Esta carta había empezado de otro modo. Comencé a escribirte a principios de año. Desde entonces todo ha cambiado vertiginosamente. Hace varias décadas, le entregaste a Antonio Castro Leal un mecanuscrito de Memorias y transfiguraciones, en cuya biblioteca personal —felizmente pública en el recinto de la Ciudadela—1 lo encontré. Te contaré cómo fue el hallazgo de este mecanuscrito azul, pero antes hay otras cosas que debo decirte y preguntarte. Ahí también está un ejemplar de Aunque es de noche dedicado al crítico mexicano. En la primera página escribiste: "Para Antonio Castro Leal, por su amor a la poesía con la amistad de Alaíde. México, junio ’63". ¿Se lo diste a él por la importancia de su opinión en la crítica poética de mediados del siglo XX o por esa relación afectuosa que sugiere la dedicatoria? No tengo manera de saber si te leyó y te hizo comentarios; lo cierto es que preservó el mecanuscrito de este libro tuyo, hasta ahora inédito, y muy probablemente lo mandó a encuadernar. Gracias a ese gesto de cuidado pude encontrarlo, transcribirlo y fotografiarlo.

• Descripción del ejercicio: Prosigue la carta sobre el hallazgo del mecanuscrito a partir de su última oración.

(Entradas de datos almacenadas)
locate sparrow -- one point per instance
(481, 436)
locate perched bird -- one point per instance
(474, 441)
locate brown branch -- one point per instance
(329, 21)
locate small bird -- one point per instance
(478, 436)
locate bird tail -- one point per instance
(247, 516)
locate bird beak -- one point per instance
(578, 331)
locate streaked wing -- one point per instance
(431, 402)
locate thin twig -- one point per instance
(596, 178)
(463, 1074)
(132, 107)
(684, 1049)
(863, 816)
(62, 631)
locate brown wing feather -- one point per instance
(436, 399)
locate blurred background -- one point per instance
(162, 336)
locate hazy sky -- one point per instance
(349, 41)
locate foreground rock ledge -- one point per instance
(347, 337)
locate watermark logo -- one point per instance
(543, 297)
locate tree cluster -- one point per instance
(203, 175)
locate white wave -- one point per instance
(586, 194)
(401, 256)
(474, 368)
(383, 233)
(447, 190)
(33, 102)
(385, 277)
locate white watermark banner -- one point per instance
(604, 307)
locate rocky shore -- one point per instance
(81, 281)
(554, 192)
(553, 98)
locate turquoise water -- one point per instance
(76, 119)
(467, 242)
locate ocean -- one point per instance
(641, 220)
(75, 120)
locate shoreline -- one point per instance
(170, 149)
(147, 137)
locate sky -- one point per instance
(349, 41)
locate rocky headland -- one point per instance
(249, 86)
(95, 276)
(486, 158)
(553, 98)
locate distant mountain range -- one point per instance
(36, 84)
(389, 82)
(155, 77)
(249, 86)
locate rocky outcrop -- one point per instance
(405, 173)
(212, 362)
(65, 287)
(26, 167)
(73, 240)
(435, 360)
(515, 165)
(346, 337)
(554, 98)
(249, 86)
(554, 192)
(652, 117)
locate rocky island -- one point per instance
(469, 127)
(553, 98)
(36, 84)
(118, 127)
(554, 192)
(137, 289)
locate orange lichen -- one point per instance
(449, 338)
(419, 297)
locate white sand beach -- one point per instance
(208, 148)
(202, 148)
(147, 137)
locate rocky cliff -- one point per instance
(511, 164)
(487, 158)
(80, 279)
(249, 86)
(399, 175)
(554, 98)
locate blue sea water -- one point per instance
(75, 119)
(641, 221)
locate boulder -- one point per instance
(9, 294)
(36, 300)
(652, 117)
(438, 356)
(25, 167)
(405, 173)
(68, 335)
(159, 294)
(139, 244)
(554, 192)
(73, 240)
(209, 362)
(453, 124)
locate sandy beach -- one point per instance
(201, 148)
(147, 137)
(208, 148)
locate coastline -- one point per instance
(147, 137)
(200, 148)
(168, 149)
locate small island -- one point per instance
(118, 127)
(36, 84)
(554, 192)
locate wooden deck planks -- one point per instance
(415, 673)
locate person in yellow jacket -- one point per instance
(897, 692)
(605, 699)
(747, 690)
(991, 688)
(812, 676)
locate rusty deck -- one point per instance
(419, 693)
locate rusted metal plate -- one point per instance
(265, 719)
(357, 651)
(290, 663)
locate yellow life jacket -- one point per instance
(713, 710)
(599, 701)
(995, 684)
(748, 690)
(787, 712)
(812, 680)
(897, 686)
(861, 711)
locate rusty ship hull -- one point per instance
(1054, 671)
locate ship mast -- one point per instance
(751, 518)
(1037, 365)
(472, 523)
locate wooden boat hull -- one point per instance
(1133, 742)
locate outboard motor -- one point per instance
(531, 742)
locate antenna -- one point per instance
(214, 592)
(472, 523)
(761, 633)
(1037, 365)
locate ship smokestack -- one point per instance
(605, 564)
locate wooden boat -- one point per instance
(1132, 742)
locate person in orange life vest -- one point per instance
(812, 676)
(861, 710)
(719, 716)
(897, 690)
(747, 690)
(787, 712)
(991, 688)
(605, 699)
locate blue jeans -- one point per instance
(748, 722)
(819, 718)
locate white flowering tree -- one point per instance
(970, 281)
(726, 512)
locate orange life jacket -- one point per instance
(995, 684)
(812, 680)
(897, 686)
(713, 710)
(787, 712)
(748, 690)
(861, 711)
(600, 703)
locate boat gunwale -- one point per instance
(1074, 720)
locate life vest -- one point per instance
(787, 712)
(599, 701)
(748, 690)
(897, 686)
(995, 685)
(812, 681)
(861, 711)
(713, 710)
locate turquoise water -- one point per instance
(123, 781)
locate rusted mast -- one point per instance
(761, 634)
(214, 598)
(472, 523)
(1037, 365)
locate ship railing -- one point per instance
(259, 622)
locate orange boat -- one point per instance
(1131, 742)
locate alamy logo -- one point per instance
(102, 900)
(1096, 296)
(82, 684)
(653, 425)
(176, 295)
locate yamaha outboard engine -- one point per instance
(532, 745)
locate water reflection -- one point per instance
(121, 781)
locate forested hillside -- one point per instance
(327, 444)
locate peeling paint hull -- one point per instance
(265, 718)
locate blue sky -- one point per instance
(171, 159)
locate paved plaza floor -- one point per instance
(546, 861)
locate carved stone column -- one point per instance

• Resultado de la tarea:
Mientras preparaba esta carta supe de la existencia del cuaderno marrón del cisne y del cuaderno rojo del barco, donde escribiste los primeros poemas e índices de Memorias y transfiguraciones, además del mecanuscrito guatemalteco en tu archivo personal, resguardado por tu hijo Julio, en Guatemala. Tenía que verlos con mis propios ojos. Así que vine. Es imposible que escriba la carta como la había pensado en un principio, porque estos hechos cambian el pasado, pero del mismo modo la carta pasada está en estas líneas. Tú lo sabes: la escritura tiene capas. Tú sabías moverte y demorarte en ellas según el ritmo de tus procesos. Así pues, para escribirte esta carta ahora, será necesario referirme a la anterior —y aludir a otros pasados que nos siguen escribiendo— mientras te cuento cómo se ha modificado. Esta reescritura es un tamiz. El pasado informa. Está presente. Fantasmal y táctil. Simultáneo.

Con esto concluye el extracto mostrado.